Supplied passage =
- - - - - - -

The integrin 1421 (VLA-4) contributes to the etiology of common autoimmune disorders, including multiple sclerosis, inflammatory bowel disease, and systemic lupus erythematosus. Although VLA-4 is widely viewed as contributing to T cell function by directing cell trafficking and by enhancing cell adhesion, VLA-4 potently costimulates T cell activation. The mechanisms underlying this costimulation are not well understood and may play a significant role in the etiology of human immune disorders. Our long-range goal is to understand how to manipulate the costimulatory functions of VLA-4 in order to regulate T cell activation in vivo. Our immediate objective is to determine how VLA-4 modulates T cell responses to antigen. Here, we present preliminary data characterizing a previously unknown effect of VLA-4 ligation on the movement of signaling complexes induced by the TCR. Our specific hypothesis is that structures containing SLP-76 and ADAP are required for the transmission of tension-dependent costimulatory signals initiated upon VLA-4 ligation. The rationale for the proposed work is that it will provide an enhanced understanding of the fundamental mechanisms that enable the integration of the signaling pathways downstream of the TCR and VLA-4.

- - - - - - -

Provided records =
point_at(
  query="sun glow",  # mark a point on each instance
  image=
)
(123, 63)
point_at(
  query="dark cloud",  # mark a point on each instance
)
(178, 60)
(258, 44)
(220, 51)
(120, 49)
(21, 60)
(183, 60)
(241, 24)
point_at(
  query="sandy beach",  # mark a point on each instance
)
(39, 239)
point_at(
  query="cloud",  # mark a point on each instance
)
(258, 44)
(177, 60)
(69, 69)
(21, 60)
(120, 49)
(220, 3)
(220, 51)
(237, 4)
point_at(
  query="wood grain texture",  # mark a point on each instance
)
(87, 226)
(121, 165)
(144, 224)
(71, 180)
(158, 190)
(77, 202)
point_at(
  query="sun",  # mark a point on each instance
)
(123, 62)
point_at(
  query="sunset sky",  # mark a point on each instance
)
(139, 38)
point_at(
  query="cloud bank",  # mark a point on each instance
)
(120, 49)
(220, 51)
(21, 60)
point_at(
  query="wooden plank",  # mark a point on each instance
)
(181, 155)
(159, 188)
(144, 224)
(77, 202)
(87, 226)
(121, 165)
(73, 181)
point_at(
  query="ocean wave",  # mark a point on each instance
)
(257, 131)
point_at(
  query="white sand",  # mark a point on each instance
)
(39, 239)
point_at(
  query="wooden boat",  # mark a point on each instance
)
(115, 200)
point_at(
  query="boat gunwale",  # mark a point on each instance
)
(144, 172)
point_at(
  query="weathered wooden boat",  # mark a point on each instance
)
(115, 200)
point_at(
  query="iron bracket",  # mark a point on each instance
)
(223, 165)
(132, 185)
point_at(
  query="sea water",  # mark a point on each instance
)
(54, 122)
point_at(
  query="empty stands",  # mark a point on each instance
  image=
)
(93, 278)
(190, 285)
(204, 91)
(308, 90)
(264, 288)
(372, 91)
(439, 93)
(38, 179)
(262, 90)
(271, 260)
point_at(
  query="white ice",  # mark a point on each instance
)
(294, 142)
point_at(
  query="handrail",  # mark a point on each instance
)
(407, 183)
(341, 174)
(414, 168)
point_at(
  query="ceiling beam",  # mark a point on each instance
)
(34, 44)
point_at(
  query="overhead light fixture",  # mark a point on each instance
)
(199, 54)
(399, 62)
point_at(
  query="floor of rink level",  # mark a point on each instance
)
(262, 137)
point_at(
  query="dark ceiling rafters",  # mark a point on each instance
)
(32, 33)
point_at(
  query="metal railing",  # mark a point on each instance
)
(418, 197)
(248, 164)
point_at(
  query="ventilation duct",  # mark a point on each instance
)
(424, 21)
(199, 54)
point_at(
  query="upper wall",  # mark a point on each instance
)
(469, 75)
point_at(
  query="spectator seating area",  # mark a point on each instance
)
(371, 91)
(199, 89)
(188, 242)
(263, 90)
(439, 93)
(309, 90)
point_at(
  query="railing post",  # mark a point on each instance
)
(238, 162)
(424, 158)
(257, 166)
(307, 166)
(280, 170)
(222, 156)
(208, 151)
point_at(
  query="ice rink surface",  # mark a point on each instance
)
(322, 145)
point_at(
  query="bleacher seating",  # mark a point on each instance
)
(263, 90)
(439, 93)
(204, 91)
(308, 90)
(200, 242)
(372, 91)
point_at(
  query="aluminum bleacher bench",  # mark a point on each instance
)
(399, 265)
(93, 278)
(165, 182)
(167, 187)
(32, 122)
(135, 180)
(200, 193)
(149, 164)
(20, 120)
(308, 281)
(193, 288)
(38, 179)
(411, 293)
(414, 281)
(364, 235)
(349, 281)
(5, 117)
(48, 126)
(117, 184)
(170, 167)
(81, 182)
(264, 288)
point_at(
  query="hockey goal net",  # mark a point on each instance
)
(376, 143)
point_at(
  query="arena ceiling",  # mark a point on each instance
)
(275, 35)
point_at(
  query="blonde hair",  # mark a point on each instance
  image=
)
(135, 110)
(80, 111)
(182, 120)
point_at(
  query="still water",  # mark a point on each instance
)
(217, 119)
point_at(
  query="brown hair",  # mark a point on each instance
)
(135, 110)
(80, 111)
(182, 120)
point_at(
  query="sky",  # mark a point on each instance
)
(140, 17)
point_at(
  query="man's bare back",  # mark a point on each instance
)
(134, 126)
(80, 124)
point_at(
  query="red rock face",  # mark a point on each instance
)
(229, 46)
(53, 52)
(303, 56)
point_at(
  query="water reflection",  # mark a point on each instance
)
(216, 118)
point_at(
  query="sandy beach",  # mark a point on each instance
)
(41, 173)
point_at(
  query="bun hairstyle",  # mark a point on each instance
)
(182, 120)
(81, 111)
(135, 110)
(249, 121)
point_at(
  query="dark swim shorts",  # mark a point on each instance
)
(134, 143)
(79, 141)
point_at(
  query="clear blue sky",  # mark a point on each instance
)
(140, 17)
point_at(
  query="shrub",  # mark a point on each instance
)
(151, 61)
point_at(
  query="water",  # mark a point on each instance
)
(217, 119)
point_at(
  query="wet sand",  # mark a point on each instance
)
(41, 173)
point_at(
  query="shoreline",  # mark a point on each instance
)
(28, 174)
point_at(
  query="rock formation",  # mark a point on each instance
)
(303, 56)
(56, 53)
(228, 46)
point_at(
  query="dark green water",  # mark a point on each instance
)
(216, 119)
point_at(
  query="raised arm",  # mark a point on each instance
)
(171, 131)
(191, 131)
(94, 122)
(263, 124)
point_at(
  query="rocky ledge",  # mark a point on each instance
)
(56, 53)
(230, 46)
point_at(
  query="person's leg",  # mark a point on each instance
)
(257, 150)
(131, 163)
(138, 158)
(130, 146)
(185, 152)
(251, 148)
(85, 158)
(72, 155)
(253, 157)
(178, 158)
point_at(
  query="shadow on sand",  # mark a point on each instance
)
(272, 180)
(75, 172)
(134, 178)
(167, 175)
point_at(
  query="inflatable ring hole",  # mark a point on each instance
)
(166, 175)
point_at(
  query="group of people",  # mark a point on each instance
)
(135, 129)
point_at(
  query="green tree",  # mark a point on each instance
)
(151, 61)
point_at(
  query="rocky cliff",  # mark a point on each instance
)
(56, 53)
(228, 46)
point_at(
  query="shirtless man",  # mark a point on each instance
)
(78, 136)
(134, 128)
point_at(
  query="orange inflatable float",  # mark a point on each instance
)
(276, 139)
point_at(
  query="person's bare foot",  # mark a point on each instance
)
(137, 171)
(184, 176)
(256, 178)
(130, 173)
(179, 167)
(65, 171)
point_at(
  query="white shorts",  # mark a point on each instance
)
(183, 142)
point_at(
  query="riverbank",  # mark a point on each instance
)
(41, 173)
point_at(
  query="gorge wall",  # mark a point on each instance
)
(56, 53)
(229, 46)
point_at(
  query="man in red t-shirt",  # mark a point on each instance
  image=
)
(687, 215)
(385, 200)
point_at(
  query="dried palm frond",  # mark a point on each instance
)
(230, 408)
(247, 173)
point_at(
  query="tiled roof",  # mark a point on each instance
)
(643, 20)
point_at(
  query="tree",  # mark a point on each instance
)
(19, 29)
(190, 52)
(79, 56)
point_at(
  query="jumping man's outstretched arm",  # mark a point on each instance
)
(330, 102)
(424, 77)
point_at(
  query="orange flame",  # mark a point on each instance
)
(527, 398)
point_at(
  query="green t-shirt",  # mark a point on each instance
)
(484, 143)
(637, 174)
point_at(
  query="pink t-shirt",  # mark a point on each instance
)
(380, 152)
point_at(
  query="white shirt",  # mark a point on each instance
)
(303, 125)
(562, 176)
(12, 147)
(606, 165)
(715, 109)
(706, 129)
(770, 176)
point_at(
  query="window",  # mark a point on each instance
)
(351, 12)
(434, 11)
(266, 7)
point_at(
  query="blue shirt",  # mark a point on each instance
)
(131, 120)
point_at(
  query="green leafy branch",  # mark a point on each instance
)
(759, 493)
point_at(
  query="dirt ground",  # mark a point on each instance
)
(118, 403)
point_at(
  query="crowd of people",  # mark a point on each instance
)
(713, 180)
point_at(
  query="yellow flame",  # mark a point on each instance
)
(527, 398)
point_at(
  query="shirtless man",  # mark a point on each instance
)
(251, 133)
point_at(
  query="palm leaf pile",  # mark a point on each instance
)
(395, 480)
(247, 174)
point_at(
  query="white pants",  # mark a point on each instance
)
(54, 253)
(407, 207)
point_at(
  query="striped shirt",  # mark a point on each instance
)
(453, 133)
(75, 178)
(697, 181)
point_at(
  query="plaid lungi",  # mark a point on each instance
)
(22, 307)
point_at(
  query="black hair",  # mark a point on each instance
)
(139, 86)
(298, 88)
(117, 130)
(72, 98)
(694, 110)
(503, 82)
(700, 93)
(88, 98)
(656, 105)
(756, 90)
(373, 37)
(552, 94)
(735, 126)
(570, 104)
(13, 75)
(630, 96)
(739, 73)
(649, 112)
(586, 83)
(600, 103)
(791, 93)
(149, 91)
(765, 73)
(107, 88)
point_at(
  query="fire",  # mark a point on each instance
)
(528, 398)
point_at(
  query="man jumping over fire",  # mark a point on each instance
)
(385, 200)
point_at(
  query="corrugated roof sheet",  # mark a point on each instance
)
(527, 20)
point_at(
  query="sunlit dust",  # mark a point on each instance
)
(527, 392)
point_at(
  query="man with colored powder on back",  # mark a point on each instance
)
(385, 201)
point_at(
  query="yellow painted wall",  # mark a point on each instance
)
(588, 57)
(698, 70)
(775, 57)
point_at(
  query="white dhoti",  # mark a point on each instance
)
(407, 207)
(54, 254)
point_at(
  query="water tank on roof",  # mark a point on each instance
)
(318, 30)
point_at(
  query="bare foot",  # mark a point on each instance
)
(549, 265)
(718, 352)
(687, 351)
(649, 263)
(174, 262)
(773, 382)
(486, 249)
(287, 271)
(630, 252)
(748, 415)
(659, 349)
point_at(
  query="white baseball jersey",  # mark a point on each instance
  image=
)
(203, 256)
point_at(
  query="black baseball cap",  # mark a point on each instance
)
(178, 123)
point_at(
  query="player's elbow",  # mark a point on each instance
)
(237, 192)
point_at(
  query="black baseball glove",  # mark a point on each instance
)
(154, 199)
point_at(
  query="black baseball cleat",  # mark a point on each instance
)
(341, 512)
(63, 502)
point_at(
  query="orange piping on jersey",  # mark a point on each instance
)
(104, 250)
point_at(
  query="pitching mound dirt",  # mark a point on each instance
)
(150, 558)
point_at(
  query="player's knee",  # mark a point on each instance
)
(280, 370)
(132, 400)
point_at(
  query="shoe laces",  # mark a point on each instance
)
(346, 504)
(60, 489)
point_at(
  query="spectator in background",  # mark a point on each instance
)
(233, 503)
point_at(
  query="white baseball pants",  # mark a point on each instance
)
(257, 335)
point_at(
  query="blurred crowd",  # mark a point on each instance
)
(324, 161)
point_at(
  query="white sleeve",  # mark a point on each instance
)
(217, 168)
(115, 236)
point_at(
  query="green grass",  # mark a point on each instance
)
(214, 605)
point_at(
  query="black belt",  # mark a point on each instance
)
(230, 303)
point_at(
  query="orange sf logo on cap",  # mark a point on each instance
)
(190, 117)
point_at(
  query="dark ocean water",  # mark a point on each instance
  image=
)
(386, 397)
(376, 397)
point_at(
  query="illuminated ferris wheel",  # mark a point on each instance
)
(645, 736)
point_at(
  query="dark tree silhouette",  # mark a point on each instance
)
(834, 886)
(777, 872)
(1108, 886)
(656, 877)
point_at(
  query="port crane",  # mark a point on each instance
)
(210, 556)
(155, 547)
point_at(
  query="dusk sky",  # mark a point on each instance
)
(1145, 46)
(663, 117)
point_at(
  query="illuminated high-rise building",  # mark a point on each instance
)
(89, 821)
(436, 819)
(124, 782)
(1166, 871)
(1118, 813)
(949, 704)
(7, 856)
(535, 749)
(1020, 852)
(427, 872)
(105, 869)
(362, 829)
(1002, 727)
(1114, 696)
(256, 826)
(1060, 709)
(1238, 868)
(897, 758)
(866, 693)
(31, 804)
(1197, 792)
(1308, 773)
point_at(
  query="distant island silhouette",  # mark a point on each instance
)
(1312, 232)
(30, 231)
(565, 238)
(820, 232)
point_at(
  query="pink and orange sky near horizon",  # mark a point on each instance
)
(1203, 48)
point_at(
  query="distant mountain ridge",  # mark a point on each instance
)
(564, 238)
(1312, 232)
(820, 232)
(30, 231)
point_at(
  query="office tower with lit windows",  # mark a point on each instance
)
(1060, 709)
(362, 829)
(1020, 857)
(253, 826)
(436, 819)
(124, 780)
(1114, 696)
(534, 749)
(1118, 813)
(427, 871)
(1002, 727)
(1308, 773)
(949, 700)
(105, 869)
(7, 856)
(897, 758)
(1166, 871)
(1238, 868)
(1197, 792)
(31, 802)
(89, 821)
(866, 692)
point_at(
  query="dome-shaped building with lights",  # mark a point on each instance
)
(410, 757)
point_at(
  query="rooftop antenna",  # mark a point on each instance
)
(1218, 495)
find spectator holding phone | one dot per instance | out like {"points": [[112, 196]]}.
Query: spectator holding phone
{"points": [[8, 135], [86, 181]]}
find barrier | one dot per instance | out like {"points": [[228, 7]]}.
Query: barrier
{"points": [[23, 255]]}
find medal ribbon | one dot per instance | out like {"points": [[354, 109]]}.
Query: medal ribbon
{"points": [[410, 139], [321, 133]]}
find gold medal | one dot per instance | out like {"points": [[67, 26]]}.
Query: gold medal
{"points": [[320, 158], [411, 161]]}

- - - - - - -

What you are asked to do = Continue the passage on VLA-4 and T cell activation from its final sentence. The rows are unrelated to the passage on VLA-4 and T cell activation.

Exercise result =
Three aims will examine how ADAP contributes to T cell costimulation and how cytoskeletal tension contributes to VLA-4 dependent costimulatory signals: 1) How does ADAP contribute to the assembly and translocation of SLP-76 microclusters? 2) How does costimulation depend on the VLA-4-dependent immobilization of microclusters? 3) How does cytoskeletal tension contribute to T cell costimulation by VLA-4? These studies explore a novel effect of VLA-4 ligation, the lateral immobilization of TCR-induced complexes, and use it as a tool to dissect the pathways involved in costimulation by VLA-4. We expect these studies to define the mechanisms by which VLA-4 ligation costimulates T cell activation. This will have a positive impact on our understanding of autoimmune disease, and will assist in the identification of unique intracellular targets for drug development. This work will also generate insights into the systems linking cell shape to cell growth and proliferation, providing useful insights into cancer.
Immune responses normally protect against pathogens and tumors, but can be activated inappropriately, resulting is inflammatory disorders and autoimmune diseases. Integrins are proteins that help activate T cells, which play a crucial role in the regulation these immune responses. This study will clarify how integrins enhance T cell responses that can contribute to either health or disease. In this manner, we expect to gain useful insights into the underlying causes of common medical conditions, including asthma, multiple sclerosis, diabetes, inflammatory bowel disease, and atherosclerosis.